#### REQUIRED TASK 1:
Copy the passage on generating binary trees from "1. let us take the nth node first" up to and including "left of 3rd.".
#### REQUIRED TASK 2:
Carry on the explanation of generating binary trees from the point where it stops.

#### EXCERPT:
If we compare with the last generated one then we will find that this time node 2 has moved and now node 3 is left child of node 2.  If we generate  some more trees then we will find that this algo:

1. take the nth node and try to find the best position for it i.e. the next possible position for it in preorder.

2. if we are not able to find any position for nth node then try to find for n-1 th node and moved the node there

and then we make all node greater then this left child of its parent.

For example :-

1 we take the first generated tree as an example here:

1. let us take the nth node , 3 in this case, now try to find the next possible position for it in the tree after traversing it in preorder then we will find that it it is the right of 2nd node.

2. move the 3 rd node to right of 2nd node and since it has no child node, hence this is the answer.

2. Now try, the last generated tree:

1. let us take the nth node first here i.e. 3rd node in this case, now if we try to next possible position. We see there is no possible next position for so

2. try the node higher then it i.e. 2nd node. We find that next possible position for it is right of 1. Now shift 2nd to this new position and move 3 rd as its left child, if we have 4 th node then we would have made it left of 3rd.

#### PROVIDED DATA:
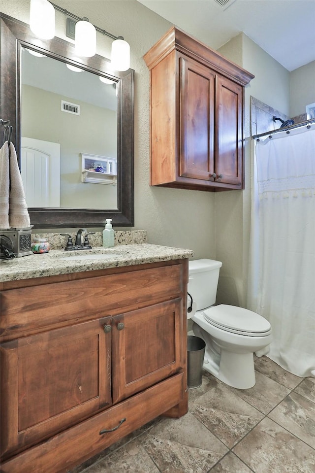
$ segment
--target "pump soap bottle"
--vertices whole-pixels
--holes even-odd
[[[115,232],[113,230],[111,218],[106,218],[105,229],[103,230],[103,246],[109,248],[115,245]]]

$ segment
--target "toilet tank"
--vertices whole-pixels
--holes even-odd
[[[197,310],[216,302],[220,261],[195,260],[189,262],[188,292],[197,304]]]

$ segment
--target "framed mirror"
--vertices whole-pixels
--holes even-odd
[[[48,200],[37,195],[27,199],[32,224],[102,227],[111,218],[116,226],[132,226],[134,71],[113,71],[97,55],[79,60],[72,43],[40,39],[28,25],[3,14],[0,23],[1,118],[13,126],[25,187],[31,192],[43,187],[48,194]],[[38,166],[29,164],[42,142],[60,149],[51,183],[46,170],[42,184],[33,171]],[[27,167],[33,169],[28,182]]]

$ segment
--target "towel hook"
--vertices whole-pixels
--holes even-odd
[[[8,145],[9,145],[11,143],[13,127],[10,126],[9,120],[2,120],[2,118],[0,118],[0,125],[3,125],[4,128],[4,131],[3,132],[3,142],[5,142],[7,141]]]

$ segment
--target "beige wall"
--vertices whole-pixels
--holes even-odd
[[[315,102],[315,61],[290,74],[290,116],[305,113],[305,105]]]
[[[62,100],[74,101],[80,105],[80,115],[62,112]],[[49,114],[46,113],[47,110]],[[116,157],[115,111],[24,85],[21,116],[23,136],[61,144],[61,207],[117,208],[116,186],[81,181],[80,155],[86,153],[109,158]],[[30,120],[31,116],[35,116],[36,120]],[[97,140],[95,136],[98,137]]]
[[[169,29],[168,21],[133,0],[55,0],[80,17],[130,44],[135,77],[135,228],[146,230],[150,243],[190,248],[195,257],[215,256],[212,193],[150,187],[149,73],[142,56]],[[1,11],[28,22],[29,1],[2,0]],[[56,13],[57,35],[65,39],[65,17]],[[109,57],[111,41],[97,34],[98,54]]]
[[[217,302],[247,304],[250,233],[252,155],[250,97],[283,110],[289,109],[289,73],[246,34],[241,33],[219,49],[255,75],[245,88],[245,189],[215,196],[216,258],[223,263]]]

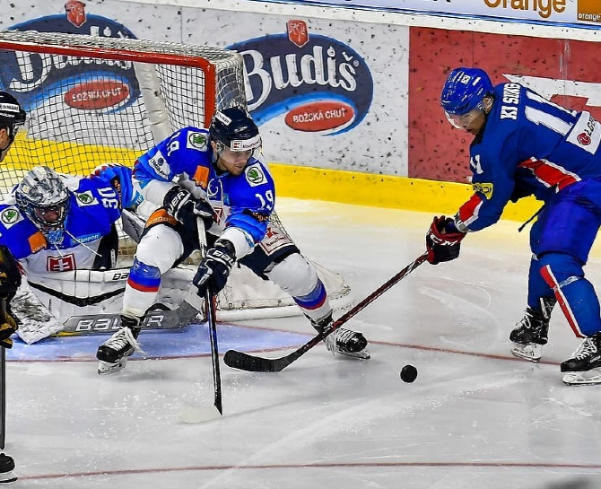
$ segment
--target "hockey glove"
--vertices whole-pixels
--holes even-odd
[[[233,245],[230,241],[218,240],[214,248],[206,252],[192,280],[192,283],[198,287],[198,295],[204,297],[207,289],[213,294],[222,291],[235,262]]]
[[[457,230],[452,218],[444,215],[434,217],[426,233],[428,261],[438,265],[458,258],[461,240],[465,237],[466,233]]]
[[[10,249],[0,246],[0,297],[10,301],[21,286],[21,272]]]
[[[194,198],[185,188],[174,187],[165,195],[162,201],[167,214],[175,217],[186,227],[196,228],[196,217],[209,229],[215,221],[216,214],[211,205],[200,198]]]
[[[17,321],[10,314],[0,319],[0,347],[13,348],[11,336],[18,329]]]

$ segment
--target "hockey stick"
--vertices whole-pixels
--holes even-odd
[[[205,223],[200,217],[196,218],[198,229],[198,242],[203,257],[206,253],[206,235],[205,234]],[[179,418],[184,423],[204,423],[217,419],[223,415],[223,405],[222,399],[222,374],[219,369],[219,348],[217,345],[217,327],[215,326],[215,304],[213,301],[213,294],[207,288],[205,294],[205,316],[209,324],[209,334],[211,338],[211,364],[213,366],[213,390],[214,394],[213,405],[209,406],[185,406],[179,412]],[[217,413],[215,413],[215,409]]]
[[[417,266],[422,265],[426,258],[428,258],[428,253],[423,253],[415,258],[413,262],[407,265],[403,270],[398,272],[395,276],[390,278],[388,282],[380,285],[378,289],[372,292],[361,302],[355,305],[353,309],[346,311],[345,314],[338,318],[334,321],[330,326],[326,327],[316,336],[313,336],[307,343],[305,343],[300,348],[295,350],[286,356],[281,358],[263,358],[260,356],[253,356],[243,352],[238,352],[236,350],[228,350],[225,352],[223,356],[223,362],[229,367],[233,369],[240,369],[247,371],[280,371],[285,369],[292,362],[297,360],[299,357],[306,354],[309,350],[313,348],[316,345],[320,343],[324,338],[332,334],[335,329],[344,325],[351,318],[355,316],[357,313],[363,310],[369,304],[373,302],[385,292],[390,289],[396,283],[400,282],[403,278],[407,276],[411,272],[413,272]]]
[[[0,319],[6,320],[6,298],[0,297]],[[6,348],[0,346],[0,450],[6,441]]]

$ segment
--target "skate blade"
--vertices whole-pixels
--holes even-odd
[[[127,357],[122,358],[117,363],[109,363],[109,362],[103,362],[100,360],[98,362],[98,374],[99,375],[114,375],[120,372],[123,369],[126,368],[127,363]]]
[[[563,374],[563,383],[568,386],[586,386],[601,384],[601,370],[570,371]]]
[[[528,345],[514,343],[510,352],[513,356],[536,363],[543,356],[543,346],[533,343]]]
[[[371,355],[370,355],[370,352],[367,350],[361,350],[361,352],[356,352],[356,353],[350,353],[350,352],[341,352],[340,350],[335,350],[332,352],[332,354],[334,356],[345,356],[346,358],[355,358],[357,360],[370,360],[371,358]]]

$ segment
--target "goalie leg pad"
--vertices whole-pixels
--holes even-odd
[[[289,293],[309,319],[317,321],[331,313],[327,293],[315,266],[300,253],[289,255],[265,275]]]

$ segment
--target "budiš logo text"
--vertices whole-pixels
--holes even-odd
[[[229,48],[244,58],[248,109],[258,124],[285,114],[298,131],[335,135],[367,115],[373,80],[363,58],[342,42],[309,34],[289,21],[283,34],[268,34]]]
[[[72,3],[65,4],[66,14],[33,19],[11,30],[135,37],[115,21],[100,15],[83,15],[83,7],[74,19]],[[67,9],[67,6],[70,8]],[[13,94],[28,112],[49,103],[49,99],[60,97],[62,103],[71,109],[109,113],[128,107],[140,95],[131,61],[23,50],[0,51],[0,63],[3,65],[0,90]]]

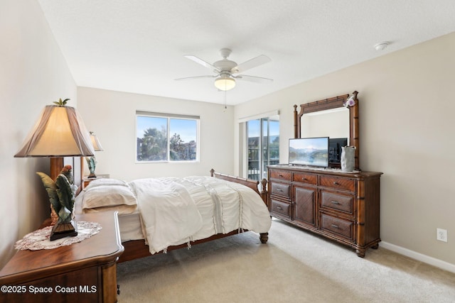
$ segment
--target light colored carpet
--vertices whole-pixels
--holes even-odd
[[[353,250],[274,219],[118,265],[119,302],[455,302],[455,274],[380,247]]]

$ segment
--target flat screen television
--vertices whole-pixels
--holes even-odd
[[[328,167],[328,137],[289,139],[289,164]]]

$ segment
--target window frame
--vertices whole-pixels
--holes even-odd
[[[138,148],[139,145],[137,143],[137,139],[139,138],[138,136],[138,117],[149,117],[149,118],[157,118],[157,119],[166,119],[166,160],[138,160]],[[173,134],[171,133],[171,119],[179,119],[179,120],[189,120],[196,121],[196,159],[195,160],[173,160],[171,159],[171,138]],[[136,164],[145,164],[145,163],[196,163],[200,162],[200,117],[199,116],[191,116],[191,115],[181,115],[176,114],[166,114],[166,113],[157,113],[157,112],[151,112],[151,111],[136,111],[136,140],[135,140],[135,147],[134,147],[134,160]],[[142,135],[143,138],[143,135]],[[191,141],[190,141],[191,142]],[[187,143],[189,142],[186,142]]]

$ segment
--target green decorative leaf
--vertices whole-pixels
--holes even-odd
[[[70,100],[69,98],[62,101],[62,99],[60,98],[58,99],[58,102],[54,101],[53,104],[55,105],[58,105],[59,106],[65,106],[67,102],[68,101],[68,100]]]
[[[60,204],[58,194],[57,194],[55,182],[50,177],[44,172],[37,172],[36,174],[41,177],[43,184],[46,188],[46,191],[48,192],[48,196],[49,196],[49,202],[52,204],[55,212],[58,214],[60,209]]]
[[[57,194],[62,208],[66,208],[70,213],[73,212],[75,198],[68,180],[65,175],[60,174],[57,177],[55,185],[57,186]],[[60,211],[61,211],[61,209]]]
[[[62,207],[58,211],[58,221],[66,223],[71,221],[71,212],[66,207]]]

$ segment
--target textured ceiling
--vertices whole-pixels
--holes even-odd
[[[229,48],[270,62],[237,82],[228,104],[270,94],[455,31],[454,0],[38,0],[78,86],[224,102],[210,63]],[[384,50],[373,45],[389,41]]]

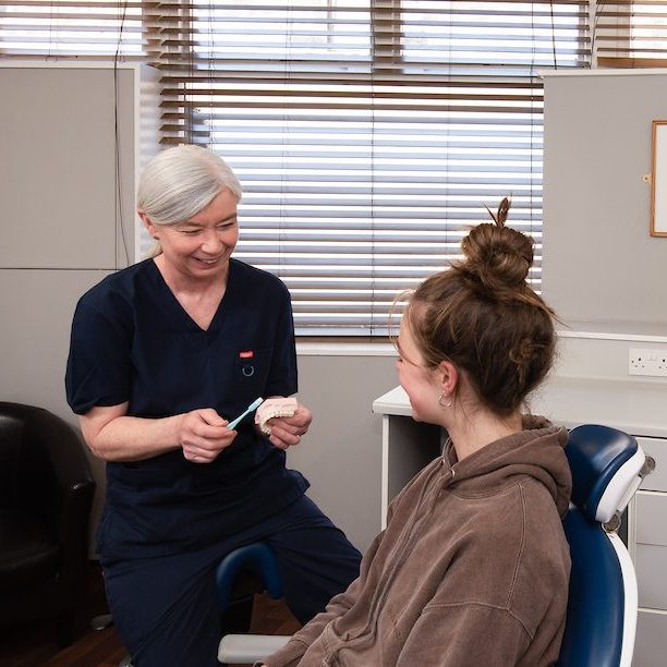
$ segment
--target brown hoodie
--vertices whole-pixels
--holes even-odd
[[[391,504],[359,579],[265,663],[555,663],[570,574],[567,432],[543,417],[523,426],[461,462],[449,442]]]

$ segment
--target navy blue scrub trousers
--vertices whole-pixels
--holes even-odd
[[[360,553],[306,496],[260,524],[196,551],[102,559],[113,622],[136,667],[219,665],[216,568],[233,549],[259,539],[274,548],[286,602],[302,623],[359,575]]]

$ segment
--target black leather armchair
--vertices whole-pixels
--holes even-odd
[[[86,593],[95,490],[76,432],[41,408],[0,402],[0,626],[56,618],[72,642]]]

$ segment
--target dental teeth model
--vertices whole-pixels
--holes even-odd
[[[266,435],[271,434],[271,427],[267,424],[275,416],[293,416],[296,412],[295,398],[274,398],[266,399],[255,412],[255,424],[259,426],[259,430]]]

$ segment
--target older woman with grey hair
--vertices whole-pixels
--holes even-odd
[[[264,539],[302,622],[359,572],[360,554],[286,468],[311,412],[229,421],[296,391],[290,294],[231,257],[241,185],[214,153],[178,146],[145,168],[137,213],[151,257],[86,292],[72,324],[68,401],[106,461],[97,539],[107,597],[138,667],[217,665],[215,568]]]

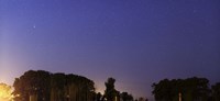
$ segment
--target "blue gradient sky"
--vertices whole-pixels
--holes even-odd
[[[30,69],[108,77],[135,97],[164,78],[220,81],[219,0],[0,0],[0,82]]]

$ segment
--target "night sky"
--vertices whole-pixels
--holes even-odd
[[[220,81],[220,0],[0,0],[0,82],[26,70],[108,77],[152,98],[164,78]]]

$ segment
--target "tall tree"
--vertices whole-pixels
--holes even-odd
[[[105,90],[105,97],[107,98],[107,101],[119,101],[120,96],[119,96],[119,91],[117,91],[114,89],[114,82],[116,79],[114,78],[108,78],[106,85],[106,90]]]
[[[211,86],[212,97],[215,101],[220,101],[220,82]]]

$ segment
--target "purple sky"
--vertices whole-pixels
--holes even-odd
[[[0,82],[30,69],[108,77],[135,97],[164,78],[220,81],[220,0],[0,0]]]

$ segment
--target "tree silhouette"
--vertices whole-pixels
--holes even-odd
[[[105,83],[106,85],[105,97],[107,98],[107,101],[116,101],[116,100],[119,101],[120,92],[114,89],[114,82],[116,82],[114,78],[108,78],[107,82]]]
[[[210,89],[209,80],[206,78],[164,79],[153,83],[153,94],[156,101],[177,101],[178,93],[183,94],[185,101],[207,101]]]
[[[213,100],[220,101],[220,82],[217,82],[216,85],[211,86],[211,90]]]

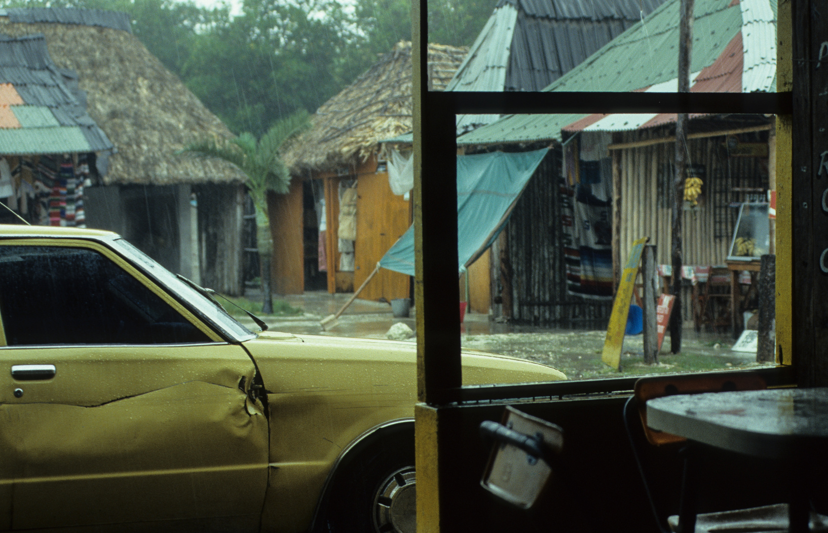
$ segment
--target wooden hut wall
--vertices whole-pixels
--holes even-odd
[[[206,184],[194,187],[198,198],[201,283],[223,294],[243,294],[243,185]]]
[[[641,141],[659,135],[630,132],[623,142]],[[758,137],[760,134],[754,134]],[[767,138],[767,134],[764,134]],[[683,262],[685,265],[724,265],[733,236],[738,209],[729,204],[748,199],[740,189],[768,186],[767,166],[751,157],[729,157],[724,137],[691,139],[691,165],[704,167],[702,194],[698,208],[686,209],[682,216]],[[671,263],[671,209],[669,184],[674,175],[676,145],[653,144],[620,151],[621,176],[620,264],[626,263],[632,243],[649,237],[657,247],[656,261]],[[682,315],[692,318],[690,288],[682,298]]]
[[[508,263],[501,266],[503,305],[519,324],[575,328],[605,327],[611,301],[566,293],[561,248],[561,153],[551,151],[529,180],[506,229]],[[503,263],[503,262],[501,262]],[[504,316],[509,310],[503,309]]]
[[[305,291],[305,245],[303,242],[302,181],[291,180],[286,194],[267,194],[273,258],[271,283],[279,295],[301,295]]]
[[[374,165],[376,168],[376,165]],[[357,240],[354,243],[354,286],[362,286],[383,258],[411,225],[411,202],[394,194],[388,173],[359,175],[357,181]],[[391,301],[410,295],[409,276],[381,268],[365,286],[360,298]]]

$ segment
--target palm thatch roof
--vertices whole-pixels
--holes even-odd
[[[430,87],[443,90],[468,49],[428,46]],[[383,139],[412,131],[412,44],[394,49],[311,118],[310,127],[284,151],[293,174],[335,170],[364,162]]]
[[[77,73],[89,115],[115,146],[104,183],[243,181],[244,175],[229,163],[176,154],[192,142],[233,134],[137,37],[112,25],[94,25],[89,21],[99,13],[89,15],[62,23],[0,12],[0,34],[44,34],[55,64]]]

#### RESPONSE 1:
1. let us take the nth node first here i.e. 3rd node in this case, now if we try to next possible position. We see there is no possible next position for so

2. try the node higher then it i.e. 2nd node. We find that next possible position for it is right of 1. Now shift 2nd to this new position and move 3 rd as its left child, if we have 4 th node then we would have made it left of 3rd.

#### RESPONSE 2:
The most important this, we have to do now, is to find the way to find the next possible position for the given node. After,  we do pre-order traversal of the tree then we will find that the 3 rd node traversed after traversing the selected node is the possible position for it. For example,

take the example of first generated tree:-

1

/       \

2           null 4

/    \

3         null 3

/    \

null  1   null 2

now if we try to find , the possible position for 3 we see that after traversing node 3 in pre-order, we traverse null 1 first then null 2 and then null3 which is the possible position and which is exactly third node traversed after traversing node 3. Hence our logic is correct in this example.

Now, we consider the last generated tree, the parent tree is

1

/      \

2             3

/     \             /   \

null1  null2     null3  null4

Now, we try to find,  best  position for nth node, i.e. 3 rd node, now if we do pre-order traversal, then we find that after traversing node 3rd we can only 2 nodes which are its child and hence there is no possible shift for node 3 rd hence we will do the same for node 2 nd and we will find that 3 rd node traversed after traversing node 2 is the node where currently node 3 is, hence we shift 2 to this new position and make node 3 its left child and if we would has 4 th node then it would have been the left child of node 3rd and so on.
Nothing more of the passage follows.